**Task directions:** A faithful copy of the whole listing is required, with nothing left out.
** Material provided follows **
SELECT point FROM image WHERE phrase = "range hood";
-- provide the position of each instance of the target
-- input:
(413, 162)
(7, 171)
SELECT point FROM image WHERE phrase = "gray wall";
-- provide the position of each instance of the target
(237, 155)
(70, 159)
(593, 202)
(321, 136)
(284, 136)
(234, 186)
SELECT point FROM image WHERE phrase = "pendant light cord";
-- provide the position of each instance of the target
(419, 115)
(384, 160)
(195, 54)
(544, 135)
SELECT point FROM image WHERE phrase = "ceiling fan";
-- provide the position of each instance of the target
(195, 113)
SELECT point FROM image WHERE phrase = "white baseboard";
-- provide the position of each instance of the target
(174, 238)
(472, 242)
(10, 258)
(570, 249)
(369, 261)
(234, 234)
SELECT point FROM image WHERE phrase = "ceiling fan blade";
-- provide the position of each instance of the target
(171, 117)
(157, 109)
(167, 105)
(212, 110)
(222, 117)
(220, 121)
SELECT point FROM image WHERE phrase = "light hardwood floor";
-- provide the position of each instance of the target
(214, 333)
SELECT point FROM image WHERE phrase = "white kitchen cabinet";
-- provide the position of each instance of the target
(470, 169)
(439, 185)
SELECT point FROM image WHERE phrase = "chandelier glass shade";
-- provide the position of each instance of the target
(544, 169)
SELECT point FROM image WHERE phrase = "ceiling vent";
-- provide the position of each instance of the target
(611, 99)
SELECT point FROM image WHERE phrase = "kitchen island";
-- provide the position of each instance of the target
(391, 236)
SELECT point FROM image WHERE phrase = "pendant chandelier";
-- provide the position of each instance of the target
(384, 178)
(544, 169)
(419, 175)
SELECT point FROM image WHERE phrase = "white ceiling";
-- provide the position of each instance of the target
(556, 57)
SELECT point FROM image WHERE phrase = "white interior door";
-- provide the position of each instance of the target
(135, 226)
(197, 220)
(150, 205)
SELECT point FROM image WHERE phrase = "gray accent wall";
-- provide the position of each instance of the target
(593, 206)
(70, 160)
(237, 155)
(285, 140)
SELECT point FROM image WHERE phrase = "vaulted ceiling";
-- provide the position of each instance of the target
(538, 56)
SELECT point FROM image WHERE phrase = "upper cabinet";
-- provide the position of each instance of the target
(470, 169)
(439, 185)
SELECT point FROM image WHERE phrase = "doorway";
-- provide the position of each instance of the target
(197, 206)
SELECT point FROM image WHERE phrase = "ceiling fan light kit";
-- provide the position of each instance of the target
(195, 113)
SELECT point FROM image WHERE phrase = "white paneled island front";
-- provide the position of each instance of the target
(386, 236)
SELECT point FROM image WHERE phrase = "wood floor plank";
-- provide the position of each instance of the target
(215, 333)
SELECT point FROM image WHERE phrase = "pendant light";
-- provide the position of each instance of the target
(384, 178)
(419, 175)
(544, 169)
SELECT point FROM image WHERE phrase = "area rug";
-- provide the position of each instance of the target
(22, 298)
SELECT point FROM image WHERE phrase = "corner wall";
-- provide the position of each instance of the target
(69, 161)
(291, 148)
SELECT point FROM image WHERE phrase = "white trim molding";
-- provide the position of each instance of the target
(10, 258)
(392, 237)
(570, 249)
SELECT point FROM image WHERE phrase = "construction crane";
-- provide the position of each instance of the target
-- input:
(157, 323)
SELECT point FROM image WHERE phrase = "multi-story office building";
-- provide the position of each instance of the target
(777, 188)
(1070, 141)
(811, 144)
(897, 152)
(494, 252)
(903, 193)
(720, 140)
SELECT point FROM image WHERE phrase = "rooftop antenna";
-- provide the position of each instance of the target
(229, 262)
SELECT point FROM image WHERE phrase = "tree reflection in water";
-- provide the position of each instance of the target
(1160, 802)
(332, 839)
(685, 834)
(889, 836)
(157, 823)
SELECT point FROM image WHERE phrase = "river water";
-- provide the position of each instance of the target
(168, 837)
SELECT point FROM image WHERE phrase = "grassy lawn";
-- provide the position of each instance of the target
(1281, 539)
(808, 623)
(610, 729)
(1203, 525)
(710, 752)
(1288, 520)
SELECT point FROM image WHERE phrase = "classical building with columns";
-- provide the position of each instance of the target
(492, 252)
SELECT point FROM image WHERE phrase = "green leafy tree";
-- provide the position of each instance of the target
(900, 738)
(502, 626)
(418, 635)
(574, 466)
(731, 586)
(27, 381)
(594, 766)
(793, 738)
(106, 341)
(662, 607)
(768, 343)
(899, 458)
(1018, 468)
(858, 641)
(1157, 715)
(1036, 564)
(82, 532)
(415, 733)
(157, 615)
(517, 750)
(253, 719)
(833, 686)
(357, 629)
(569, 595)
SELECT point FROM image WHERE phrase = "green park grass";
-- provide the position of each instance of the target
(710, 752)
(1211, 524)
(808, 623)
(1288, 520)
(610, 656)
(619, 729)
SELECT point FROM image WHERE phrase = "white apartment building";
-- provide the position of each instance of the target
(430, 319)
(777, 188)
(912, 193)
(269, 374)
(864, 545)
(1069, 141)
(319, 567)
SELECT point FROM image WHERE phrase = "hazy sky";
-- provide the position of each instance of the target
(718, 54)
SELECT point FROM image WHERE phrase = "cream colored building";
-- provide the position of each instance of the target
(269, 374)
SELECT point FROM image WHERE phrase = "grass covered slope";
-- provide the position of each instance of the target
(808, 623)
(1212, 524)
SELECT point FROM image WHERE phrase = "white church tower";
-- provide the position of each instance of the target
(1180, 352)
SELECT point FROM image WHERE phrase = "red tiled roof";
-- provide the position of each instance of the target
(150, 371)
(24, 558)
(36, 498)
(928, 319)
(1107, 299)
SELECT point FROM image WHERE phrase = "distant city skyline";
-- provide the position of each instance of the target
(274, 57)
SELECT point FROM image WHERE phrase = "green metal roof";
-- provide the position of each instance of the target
** End of Material provided **
**Answer to this problem:**
SELECT point FROM image WHERE phrase = "range hood";
-- provide the position of each instance of the target
-- input:
(413, 162)
(7, 171)
SELECT point FROM image WHERE phrase = "gray wall";
-- provide the position of each instance of the target
(237, 155)
(70, 159)
(593, 202)
(321, 136)
(284, 136)
(234, 186)
SELECT point FROM image WHERE phrase = "pendant light cord";
-- provide the position of each instance of the target
(419, 115)
(384, 160)
(195, 54)
(544, 135)
SELECT point FROM image WHERE phrase = "ceiling fan";
-- provide the position of each instance of the target
(195, 113)
SELECT point FROM image WHERE phrase = "white baseboard";
-- provide the position of each instance of the target
(174, 238)
(472, 242)
(10, 258)
(570, 249)
(369, 261)
(234, 234)
SELECT point FROM image WHERE phrase = "ceiling fan blade";
-- provide the position of each instance of the target
(171, 117)
(157, 109)
(167, 105)
(212, 110)
(222, 117)
(220, 121)
SELECT point FROM image WHERE phrase = "light hardwood floor";
-- provide the position of each instance of the target
(214, 333)
SELECT point FROM image WHERE phrase = "white kitchen cabinet";
-- provide the position of each instance of the target
(470, 169)
(439, 185)
SELECT point FROM image WHERE phrase = "chandelier glass shade";
-- provide the position of each instance of the target
(544, 169)
SELECT point FROM image WHERE phrase = "ceiling vent";
-- provide the position of each instance of the target
(611, 99)
SELECT point FROM image WHERE phrase = "kitchen island";
-- provide the position of each instance of the target
(391, 236)
SELECT point FROM image WHERE phrase = "pendant chandelier";
-- provide the position of each instance of the target
(384, 178)
(544, 169)
(419, 175)
SELECT point FROM image WHERE phrase = "white ceiling";
-- provide the position of each instance of the target
(556, 57)
SELECT point FROM image WHERE phrase = "white interior door";
-- provide the position of each instance of the target
(135, 226)
(197, 220)
(150, 205)
SELECT point FROM image WHERE phrase = "gray accent wall";
-- provide the position of each instance of the target
(593, 206)
(70, 160)
(237, 155)
(285, 140)
SELECT point FROM image WHERE phrase = "vaulted ceiling";
-- provide the position of each instance of the target
(538, 56)
SELECT point FROM image WHERE phrase = "upper cabinet";
-- provide the position of each instance of the target
(470, 169)
(439, 185)
SELECT point FROM image WHERE phrase = "doorway";
-- provide the position of each instance of the target
(197, 206)
SELECT point FROM image WHERE phrase = "ceiling fan light kit";
-- provide the position of each instance of the target
(195, 113)
SELECT point FROM image WHERE phrase = "white paneled island front";
-- provide the position of each instance of the target
(386, 236)
SELECT point FROM image WHERE phrase = "wood floor plank";
-- provide the position of each instance of the target
(215, 333)
SELECT point FROM image WHERE phrase = "pendant light";
-- provide the position of each instance of the target
(384, 178)
(419, 175)
(544, 169)
SELECT point FROM image WHERE phrase = "area rug";
-- provide the position of each instance of the target
(22, 298)
SELECT point FROM image WHERE phrase = "corner wall";
-- provide the position of each instance of the target
(69, 161)
(291, 148)
SELECT point FROM image WHERE phrase = "white trim molding";
-- provide the position of each instance of the target
(10, 258)
(392, 237)
(570, 249)
SELECT point FROM image WHERE phrase = "construction crane";
-- provide the position of each instance of the target
-- input:
(157, 323)
SELECT point FROM image WHERE phrase = "multi-story office building";
-- provide the position of each instance of the target
(777, 188)
(1070, 141)
(811, 144)
(897, 152)
(494, 252)
(903, 193)
(720, 140)
SELECT point FROM image WHERE phrase = "rooftop antenna";
-- provide the position of each instance of the target
(229, 262)
SELECT point FROM image WHERE phrase = "tree reflection in water";
-- provide the position of each instance of the target
(1160, 802)
(332, 839)
(685, 834)
(889, 836)
(157, 823)
SELECT point FROM image WHERE phrase = "river water";
-- provide the position of each instance of the target
(168, 837)
SELECT point FROM image WHERE phrase = "grassy lawn";
-- provide the position of each instance of the target
(1281, 539)
(808, 623)
(610, 729)
(1203, 525)
(710, 752)
(1288, 520)
SELECT point FROM image WHERE phrase = "classical building with columns";
-- provide the position of each instance of the target
(492, 252)
SELECT point FROM image WHERE phrase = "green leafy tree";
-- provide the position of each instance of the target
(900, 738)
(502, 626)
(418, 635)
(574, 466)
(731, 586)
(27, 381)
(594, 766)
(793, 738)
(106, 341)
(662, 607)
(768, 343)
(899, 458)
(1018, 468)
(858, 641)
(1157, 715)
(1036, 564)
(82, 532)
(415, 733)
(157, 615)
(517, 750)
(253, 719)
(833, 686)
(357, 629)
(569, 595)
SELECT point FROM image WHERE phrase = "green park grass";
-- provide the position of each instance of the target
(710, 752)
(1211, 524)
(808, 623)
(1288, 520)
(610, 656)
(619, 729)
SELECT point FROM image WHERE phrase = "white apartment building";
-- provide the position of each instance of the target
(430, 319)
(777, 188)
(912, 193)
(269, 374)
(864, 545)
(1069, 141)
(319, 567)
SELECT point FROM image WHERE phrase = "hazy sky";
-- provide the position of each instance of the target
(718, 54)
SELECT point FROM image WHERE phrase = "cream colored building";
-- provide the position of each instance of the target
(269, 374)
SELECT point FROM image WHERE phrase = "grass covered slope";
-- provide the position of each instance of the target
(808, 623)
(1212, 524)
SELECT point FROM image WHERE phrase = "white church tower";
-- provide the position of each instance of the target
(1180, 352)
SELECT point FROM image WHERE phrase = "red tiled roof";
-- provide the position of each instance of the target
(150, 371)
(24, 558)
(36, 498)
(928, 319)
(1107, 299)
SELECT point FROM image WHERE phrase = "distant city skyline";
-- provide the position of each instance of the target
(274, 57)
SELECT point FROM image WHERE phrase = "green metal roof";
-- provide the position of each instance of the target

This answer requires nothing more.